▶ _Passage shown_:
Near Leshan, back in the 30's, there was a herbal medicine specialist who kept a pot of healing concoctions hanging over a fire by the river to sell to passersby. He noticed that rich houses would throw away some of the offal parts of beef into the river. Times being tough, he decided not to waste these parts and ended up collecting them, cleaning them, and putting some of them into the pot with the medicine. The resulting dish was so popular that people waiting to eat would stand, squat, or crowd on the steps with their legs crossed, hence the name crossed-leg beef (跷脚牛肉).
Crossed-leg beef falls into the 'tang guo' category, which means it's eaten almost exactly like you would eat hot pot, but is not really considered hot pot. This is definitely one of the trendier types of tang guo in town; I've noticed quite a few new crossed-leg beef restaurants this winter.
The soup is not spicy, but you can make up for that with your dipping plate. We had a choice of dry pepper, chopped fresh spicy pepper, or the normal sesame oil. I went with the dry red pepper:
You can order from a list of beef offal as long as your arm. We tried tongue, niu liu, which is very tender, and niu jin, tendon. I would have ordered the beef tripe, but I didn't want to be the only one eating it.
The soup was very good, the tongue was just ok. The 'niu liu' beef was fantastic and melted in our mouths. The tendon needed a little more time to boil and soften but it was also great.

▶ _Data to examine_:
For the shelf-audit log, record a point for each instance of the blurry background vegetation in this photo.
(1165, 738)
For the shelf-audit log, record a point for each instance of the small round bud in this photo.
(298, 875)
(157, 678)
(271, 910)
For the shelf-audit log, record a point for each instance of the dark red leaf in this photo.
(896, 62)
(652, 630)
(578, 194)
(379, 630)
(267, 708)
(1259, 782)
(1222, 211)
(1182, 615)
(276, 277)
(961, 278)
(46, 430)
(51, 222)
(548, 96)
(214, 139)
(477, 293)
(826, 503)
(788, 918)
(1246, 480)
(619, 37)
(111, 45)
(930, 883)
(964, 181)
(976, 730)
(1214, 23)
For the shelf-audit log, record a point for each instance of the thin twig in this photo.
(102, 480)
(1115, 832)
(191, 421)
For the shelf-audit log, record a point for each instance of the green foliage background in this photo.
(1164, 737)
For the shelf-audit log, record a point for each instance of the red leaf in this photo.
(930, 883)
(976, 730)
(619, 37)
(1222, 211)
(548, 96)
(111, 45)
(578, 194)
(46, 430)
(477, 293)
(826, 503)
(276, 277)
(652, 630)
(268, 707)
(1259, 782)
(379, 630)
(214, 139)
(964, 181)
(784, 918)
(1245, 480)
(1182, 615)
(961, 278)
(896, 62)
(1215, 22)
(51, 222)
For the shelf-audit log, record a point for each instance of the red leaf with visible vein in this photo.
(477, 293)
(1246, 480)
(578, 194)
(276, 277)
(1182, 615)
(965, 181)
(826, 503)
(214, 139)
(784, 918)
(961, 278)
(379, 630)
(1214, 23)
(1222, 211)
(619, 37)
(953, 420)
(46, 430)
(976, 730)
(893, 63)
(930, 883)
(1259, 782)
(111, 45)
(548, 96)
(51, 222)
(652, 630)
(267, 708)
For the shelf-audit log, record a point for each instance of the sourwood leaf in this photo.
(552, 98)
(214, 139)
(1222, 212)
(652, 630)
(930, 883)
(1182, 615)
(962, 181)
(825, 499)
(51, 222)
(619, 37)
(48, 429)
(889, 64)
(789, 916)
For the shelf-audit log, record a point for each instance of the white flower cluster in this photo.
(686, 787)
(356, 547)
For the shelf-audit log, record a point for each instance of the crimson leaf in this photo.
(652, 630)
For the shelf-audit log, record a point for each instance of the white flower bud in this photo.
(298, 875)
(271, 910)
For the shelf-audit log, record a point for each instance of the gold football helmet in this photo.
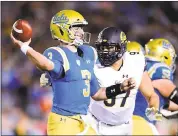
(133, 46)
(62, 23)
(161, 50)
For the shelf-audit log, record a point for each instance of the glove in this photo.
(153, 114)
(44, 80)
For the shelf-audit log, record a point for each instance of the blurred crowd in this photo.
(25, 104)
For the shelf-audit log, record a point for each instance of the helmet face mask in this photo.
(161, 50)
(111, 45)
(67, 26)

▶ _Tasks and exercises_:
1. Copy the crossed-leg beef passage starting at "Crossed-leg beef falls" and ending at "one eating it.", and switch "dipping plate" to "sauce dish".
2. In the crossed-leg beef passage, what three options were offered for the dipping plate?
The data here was taken from a different source than the crossed-leg beef passage.

▶ _Activity answers_:
1.
Crossed-leg beef falls into the 'tang guo' category, which means it's eaten almost exactly like you would eat hot pot, but is not really considered hot pot. This is definitely one of the trendier types of tang guo in town; I've noticed quite a few new crossed-leg beef restaurants this winter.
The soup is not spicy, but you can make up for that with your sauce dish. We had a choice of dry pepper, chopped fresh spicy pepper, or the normal sesame oil. I went with the dry red pepper:
You can order from a list of beef offal as long as your arm. We tried tongue, niu liu, which is very tender, and niu jin, tendon. I would have ordered the beef tripe, but I didn't want to be the only one eating it.

2. Dry pepper, chopped fresh spicy pepper, or the normal sesame oil.